--- start Text segment ---

Some time ago we wrote a paper entitled “a man who doesn’t smile should not open a shop”. The paper was concerned with the importance of customer service and the impact of great customer service on share of wallet and retention/loyalty of customers to the brand.
As change and business optimization consultants we spend a lot of time with clients enabling them to hone their processes and supporting infrastructure to deliver a high level of consistent service. However, this is not quite enough.
Research shows that just providing a great, consistent service is an absolutely essential requirement but it is not where the organization should stop. Customers transacting remotely via effective internet channels for example are proven to be ambivalent to loyalty to the company. The excellent on line service but basic, run of the mill transactions, generally precludes the ability for the organization to form an emotional bond with the customer. The emotional bond though is what drives loyalty and potentially greater profits.
So how does an organization form that emotional bond with its customer base?

--- end Text segment ---
--- start Records for this task ---

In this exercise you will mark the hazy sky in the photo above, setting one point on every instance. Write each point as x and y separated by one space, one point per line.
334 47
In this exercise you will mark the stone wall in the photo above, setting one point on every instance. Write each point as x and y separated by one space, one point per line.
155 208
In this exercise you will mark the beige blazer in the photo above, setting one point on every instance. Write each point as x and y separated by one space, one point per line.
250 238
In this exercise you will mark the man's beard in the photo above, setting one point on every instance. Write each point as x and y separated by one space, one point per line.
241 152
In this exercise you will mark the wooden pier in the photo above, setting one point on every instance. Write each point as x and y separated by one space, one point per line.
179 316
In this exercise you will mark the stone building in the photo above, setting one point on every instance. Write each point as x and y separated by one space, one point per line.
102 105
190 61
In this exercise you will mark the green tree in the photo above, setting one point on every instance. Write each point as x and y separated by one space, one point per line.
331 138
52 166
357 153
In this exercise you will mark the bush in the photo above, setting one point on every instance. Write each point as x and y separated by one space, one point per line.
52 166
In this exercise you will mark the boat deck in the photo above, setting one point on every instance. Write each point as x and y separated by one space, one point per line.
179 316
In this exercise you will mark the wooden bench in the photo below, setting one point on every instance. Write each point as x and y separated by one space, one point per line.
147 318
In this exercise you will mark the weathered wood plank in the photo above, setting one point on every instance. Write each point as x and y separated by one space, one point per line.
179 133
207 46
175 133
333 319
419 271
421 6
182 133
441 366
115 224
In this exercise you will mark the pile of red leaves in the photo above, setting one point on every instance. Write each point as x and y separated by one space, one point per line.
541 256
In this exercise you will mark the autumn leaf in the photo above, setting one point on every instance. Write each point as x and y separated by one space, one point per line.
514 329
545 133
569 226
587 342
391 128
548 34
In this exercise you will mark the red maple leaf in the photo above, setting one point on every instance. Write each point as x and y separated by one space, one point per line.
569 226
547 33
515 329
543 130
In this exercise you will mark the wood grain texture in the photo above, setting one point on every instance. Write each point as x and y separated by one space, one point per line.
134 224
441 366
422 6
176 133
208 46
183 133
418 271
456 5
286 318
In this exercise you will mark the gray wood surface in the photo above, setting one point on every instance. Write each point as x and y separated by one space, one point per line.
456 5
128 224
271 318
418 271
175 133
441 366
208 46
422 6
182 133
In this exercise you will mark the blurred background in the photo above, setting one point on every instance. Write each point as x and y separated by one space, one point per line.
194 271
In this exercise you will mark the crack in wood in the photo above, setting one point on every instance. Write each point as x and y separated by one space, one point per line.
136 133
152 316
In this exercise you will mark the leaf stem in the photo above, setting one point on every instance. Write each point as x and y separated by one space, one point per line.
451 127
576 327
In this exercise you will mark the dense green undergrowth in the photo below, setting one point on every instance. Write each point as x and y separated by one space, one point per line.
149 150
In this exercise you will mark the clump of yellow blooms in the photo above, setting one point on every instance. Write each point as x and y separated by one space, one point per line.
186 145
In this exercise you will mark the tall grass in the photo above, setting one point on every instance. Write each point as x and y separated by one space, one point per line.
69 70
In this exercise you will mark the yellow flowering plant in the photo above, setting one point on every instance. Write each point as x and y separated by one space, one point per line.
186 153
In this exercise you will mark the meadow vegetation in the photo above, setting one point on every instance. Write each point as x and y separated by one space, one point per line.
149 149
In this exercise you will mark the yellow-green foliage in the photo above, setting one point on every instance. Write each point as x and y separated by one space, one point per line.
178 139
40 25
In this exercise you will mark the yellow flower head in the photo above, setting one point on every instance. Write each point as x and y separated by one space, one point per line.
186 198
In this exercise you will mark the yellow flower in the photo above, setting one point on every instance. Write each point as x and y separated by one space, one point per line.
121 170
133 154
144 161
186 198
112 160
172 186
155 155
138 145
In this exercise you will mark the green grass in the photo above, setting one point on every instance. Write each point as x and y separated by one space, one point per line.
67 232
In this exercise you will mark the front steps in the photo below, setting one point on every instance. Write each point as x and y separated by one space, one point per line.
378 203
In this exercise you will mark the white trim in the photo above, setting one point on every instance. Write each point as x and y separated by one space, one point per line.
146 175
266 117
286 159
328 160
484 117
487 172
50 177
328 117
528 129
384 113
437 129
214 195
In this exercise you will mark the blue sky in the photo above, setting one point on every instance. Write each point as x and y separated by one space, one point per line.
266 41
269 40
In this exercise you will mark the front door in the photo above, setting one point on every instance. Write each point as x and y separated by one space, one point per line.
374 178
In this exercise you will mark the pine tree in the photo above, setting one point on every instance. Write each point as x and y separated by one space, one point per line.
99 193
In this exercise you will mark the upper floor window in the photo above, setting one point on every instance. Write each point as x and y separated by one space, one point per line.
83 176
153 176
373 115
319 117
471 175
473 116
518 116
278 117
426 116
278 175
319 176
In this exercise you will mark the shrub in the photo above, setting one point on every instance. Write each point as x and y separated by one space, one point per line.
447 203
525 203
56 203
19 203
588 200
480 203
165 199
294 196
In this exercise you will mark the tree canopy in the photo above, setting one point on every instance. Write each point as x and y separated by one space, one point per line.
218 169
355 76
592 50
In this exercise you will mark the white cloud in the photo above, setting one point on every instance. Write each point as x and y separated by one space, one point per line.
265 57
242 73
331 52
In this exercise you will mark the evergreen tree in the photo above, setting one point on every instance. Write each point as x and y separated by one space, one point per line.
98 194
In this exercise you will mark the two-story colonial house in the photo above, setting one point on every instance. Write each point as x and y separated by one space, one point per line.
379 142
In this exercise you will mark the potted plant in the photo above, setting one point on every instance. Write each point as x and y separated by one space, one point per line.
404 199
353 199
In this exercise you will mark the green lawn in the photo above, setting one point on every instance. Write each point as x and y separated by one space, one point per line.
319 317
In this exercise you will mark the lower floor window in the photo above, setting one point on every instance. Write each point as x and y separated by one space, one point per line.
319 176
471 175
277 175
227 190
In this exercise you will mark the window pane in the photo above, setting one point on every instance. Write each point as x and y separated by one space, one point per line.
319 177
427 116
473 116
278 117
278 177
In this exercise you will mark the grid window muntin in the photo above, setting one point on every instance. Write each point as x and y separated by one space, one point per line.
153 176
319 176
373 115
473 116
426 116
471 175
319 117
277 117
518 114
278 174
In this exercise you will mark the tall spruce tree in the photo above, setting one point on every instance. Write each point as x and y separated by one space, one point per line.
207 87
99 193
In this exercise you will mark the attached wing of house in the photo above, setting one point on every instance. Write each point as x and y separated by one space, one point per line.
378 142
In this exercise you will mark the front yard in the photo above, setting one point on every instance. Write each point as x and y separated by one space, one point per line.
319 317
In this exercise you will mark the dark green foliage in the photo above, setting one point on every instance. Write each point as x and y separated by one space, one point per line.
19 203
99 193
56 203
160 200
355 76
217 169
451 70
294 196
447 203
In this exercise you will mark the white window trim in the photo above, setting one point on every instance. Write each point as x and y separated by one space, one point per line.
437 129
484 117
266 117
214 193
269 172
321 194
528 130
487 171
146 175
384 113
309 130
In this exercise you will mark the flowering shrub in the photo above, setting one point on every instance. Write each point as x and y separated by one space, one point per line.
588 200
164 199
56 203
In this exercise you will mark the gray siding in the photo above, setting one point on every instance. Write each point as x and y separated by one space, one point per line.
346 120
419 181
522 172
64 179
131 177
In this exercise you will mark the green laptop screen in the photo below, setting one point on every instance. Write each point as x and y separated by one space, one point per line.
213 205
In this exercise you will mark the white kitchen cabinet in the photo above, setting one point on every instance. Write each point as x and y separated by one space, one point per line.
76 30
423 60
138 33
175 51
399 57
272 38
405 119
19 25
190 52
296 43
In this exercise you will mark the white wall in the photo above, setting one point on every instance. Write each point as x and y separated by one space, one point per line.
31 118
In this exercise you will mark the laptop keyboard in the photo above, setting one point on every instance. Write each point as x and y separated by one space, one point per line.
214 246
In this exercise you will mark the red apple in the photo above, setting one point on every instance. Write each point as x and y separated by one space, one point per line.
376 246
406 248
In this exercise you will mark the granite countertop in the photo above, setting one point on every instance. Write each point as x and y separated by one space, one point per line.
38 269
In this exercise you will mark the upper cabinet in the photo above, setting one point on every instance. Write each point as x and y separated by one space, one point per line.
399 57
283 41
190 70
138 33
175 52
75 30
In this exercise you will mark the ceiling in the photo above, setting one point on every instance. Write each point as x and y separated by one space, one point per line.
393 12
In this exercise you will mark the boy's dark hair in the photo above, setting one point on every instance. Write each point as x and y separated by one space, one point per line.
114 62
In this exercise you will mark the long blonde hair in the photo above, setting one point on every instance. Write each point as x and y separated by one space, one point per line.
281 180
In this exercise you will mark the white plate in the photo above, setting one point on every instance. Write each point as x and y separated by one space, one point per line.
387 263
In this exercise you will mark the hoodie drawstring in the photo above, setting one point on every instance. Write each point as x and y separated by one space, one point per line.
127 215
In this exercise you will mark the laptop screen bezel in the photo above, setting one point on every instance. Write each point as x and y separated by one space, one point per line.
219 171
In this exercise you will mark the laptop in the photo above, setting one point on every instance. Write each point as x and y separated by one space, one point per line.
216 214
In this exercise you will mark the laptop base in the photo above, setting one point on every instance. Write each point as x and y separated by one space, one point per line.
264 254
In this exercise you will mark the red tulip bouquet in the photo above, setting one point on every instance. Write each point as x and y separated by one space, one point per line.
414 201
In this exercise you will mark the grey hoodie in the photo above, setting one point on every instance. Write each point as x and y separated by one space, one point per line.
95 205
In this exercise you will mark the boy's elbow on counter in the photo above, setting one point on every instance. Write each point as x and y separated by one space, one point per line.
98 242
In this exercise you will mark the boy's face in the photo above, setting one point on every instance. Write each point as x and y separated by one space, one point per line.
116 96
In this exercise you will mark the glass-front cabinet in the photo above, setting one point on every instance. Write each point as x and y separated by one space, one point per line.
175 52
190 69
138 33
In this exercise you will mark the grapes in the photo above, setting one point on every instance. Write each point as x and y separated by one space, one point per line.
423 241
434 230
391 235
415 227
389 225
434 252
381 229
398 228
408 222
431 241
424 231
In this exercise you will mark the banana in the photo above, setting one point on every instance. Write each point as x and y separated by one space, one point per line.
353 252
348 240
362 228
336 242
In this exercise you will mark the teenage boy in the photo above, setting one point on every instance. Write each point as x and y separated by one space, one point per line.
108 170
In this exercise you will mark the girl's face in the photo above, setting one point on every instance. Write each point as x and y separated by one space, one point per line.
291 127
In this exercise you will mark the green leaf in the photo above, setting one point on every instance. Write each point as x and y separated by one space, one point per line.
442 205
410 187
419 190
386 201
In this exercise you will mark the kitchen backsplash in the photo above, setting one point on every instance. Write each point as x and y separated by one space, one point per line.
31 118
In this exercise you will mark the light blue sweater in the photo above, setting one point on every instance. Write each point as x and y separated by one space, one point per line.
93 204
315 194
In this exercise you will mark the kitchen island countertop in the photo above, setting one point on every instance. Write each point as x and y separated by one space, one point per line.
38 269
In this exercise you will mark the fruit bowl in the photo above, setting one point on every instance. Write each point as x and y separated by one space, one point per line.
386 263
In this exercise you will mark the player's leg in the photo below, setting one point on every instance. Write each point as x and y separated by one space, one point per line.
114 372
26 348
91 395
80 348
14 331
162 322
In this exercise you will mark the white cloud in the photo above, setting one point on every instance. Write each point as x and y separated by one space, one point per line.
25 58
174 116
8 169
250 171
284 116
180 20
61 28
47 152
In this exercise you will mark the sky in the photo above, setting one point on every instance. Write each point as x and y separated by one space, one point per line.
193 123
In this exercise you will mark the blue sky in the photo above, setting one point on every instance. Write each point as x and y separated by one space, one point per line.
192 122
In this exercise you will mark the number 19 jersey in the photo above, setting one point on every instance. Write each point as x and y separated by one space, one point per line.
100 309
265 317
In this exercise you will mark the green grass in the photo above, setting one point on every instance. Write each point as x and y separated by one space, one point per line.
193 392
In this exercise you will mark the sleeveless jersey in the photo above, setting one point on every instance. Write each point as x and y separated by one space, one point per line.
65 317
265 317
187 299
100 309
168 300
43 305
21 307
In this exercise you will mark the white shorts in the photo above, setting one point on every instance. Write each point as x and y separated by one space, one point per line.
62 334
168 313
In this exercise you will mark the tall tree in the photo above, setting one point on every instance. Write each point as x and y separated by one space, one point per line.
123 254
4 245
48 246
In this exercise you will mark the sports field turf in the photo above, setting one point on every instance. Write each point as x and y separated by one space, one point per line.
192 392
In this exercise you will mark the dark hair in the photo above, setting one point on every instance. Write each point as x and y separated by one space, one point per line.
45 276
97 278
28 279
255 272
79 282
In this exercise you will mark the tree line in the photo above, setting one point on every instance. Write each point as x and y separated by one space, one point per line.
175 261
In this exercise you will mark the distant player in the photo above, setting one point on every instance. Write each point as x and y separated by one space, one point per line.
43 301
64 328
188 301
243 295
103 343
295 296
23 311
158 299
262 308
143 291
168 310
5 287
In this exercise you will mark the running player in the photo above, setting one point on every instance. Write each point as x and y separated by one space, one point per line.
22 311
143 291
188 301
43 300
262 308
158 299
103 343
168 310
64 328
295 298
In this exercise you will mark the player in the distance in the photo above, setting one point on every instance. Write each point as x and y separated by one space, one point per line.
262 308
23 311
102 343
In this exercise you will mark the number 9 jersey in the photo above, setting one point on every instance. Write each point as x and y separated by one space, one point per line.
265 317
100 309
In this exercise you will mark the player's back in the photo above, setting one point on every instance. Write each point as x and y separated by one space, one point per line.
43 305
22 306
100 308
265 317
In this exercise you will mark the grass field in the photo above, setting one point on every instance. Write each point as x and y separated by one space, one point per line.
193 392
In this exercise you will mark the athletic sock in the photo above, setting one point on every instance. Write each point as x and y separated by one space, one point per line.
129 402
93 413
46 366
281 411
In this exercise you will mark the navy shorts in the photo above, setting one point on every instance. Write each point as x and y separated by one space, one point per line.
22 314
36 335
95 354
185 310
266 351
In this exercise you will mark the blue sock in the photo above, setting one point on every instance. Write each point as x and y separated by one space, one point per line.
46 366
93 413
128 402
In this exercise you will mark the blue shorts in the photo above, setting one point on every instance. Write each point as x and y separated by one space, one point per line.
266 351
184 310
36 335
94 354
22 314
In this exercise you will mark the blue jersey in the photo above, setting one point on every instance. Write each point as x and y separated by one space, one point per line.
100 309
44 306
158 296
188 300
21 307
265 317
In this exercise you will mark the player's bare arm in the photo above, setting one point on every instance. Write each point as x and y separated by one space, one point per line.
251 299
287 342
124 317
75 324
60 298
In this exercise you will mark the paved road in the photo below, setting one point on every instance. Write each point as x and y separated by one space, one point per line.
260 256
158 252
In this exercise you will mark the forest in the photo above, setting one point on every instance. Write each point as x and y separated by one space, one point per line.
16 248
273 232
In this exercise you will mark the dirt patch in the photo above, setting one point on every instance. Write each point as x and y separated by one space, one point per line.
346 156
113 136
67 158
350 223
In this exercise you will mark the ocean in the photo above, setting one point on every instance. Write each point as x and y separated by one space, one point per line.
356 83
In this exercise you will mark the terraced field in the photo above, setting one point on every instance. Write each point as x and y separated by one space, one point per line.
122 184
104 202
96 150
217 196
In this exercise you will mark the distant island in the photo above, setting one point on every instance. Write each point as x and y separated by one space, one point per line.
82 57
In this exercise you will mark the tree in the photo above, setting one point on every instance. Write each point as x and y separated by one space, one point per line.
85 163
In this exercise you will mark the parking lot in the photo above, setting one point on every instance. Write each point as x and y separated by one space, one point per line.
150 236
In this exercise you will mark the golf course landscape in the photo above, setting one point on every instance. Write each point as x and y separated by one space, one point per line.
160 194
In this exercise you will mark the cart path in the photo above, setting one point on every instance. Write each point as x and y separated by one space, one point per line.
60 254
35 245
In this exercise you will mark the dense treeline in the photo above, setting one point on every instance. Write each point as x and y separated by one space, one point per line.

--- end Records for this task ---

Tasks and exercises:
- a) Collect each line of the listing that contains the word "island".
- b) Please carry on the customer service article from its final sentence.
The customer service article and the listing are unrelated pieces of material.

Answers:
- a)
In this exercise you will mark the kitchen island countertop in the photo above, setting one point on every instance. Write each point as x and y separated by one space, one point per line.
In this exercise you will mark the distant island in the photo above, setting one point on every instance. Write each point as x and y separated by one space, one point per line.

- b)
One very high risk strategy is to make mistakes with all of your customers and then be very good at fixing the mistake. Evidence clearly shows that customers that have had a problem resolved are more loyal to that company than to a company that has performed well and never had to fix anything. Perverse and counter intuitive and yet true.
We don’t advocate such a high risk strategy although being brilliant at fixing problems is definitely something we get our clients to focus on. But what else needs to be done?
Given the clear link between “moments of truth” and share of wallet, every customer-facing business should identify the points of interaction relevant to its industry – those interactions when customers invest a high amount of emotional energy in the outcome. In airlines, for example, there are about 30 of these potential service interactions, from reservations and upgrade requests to check-in, boarding procedures and baggage handling.
For many organizations what’s regularly missing is the connection between the customer and front line staff members—the spark that helps transform jaded and skeptical people into strong and committed customers. It is Emotional Intelligence – emotionally driven behavior – that creates the connection and enables the organization to earn trust and loyalty during “moments of truth”.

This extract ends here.